PROBLEM TO WORK ON:
Make an exact copy of all the records, one that contains none of the pictures.

▼

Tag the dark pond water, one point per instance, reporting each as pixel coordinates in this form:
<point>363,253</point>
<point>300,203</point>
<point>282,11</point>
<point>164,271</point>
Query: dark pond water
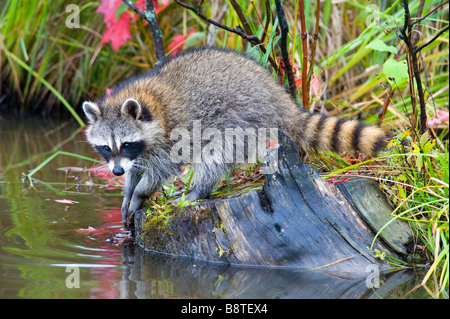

▲

RESPONSE TO THIS TASK:
Tag the dark pond water, one point per instance, reporting each as pixel coordinates in this form:
<point>363,253</point>
<point>300,203</point>
<point>282,11</point>
<point>164,271</point>
Query: dark pond water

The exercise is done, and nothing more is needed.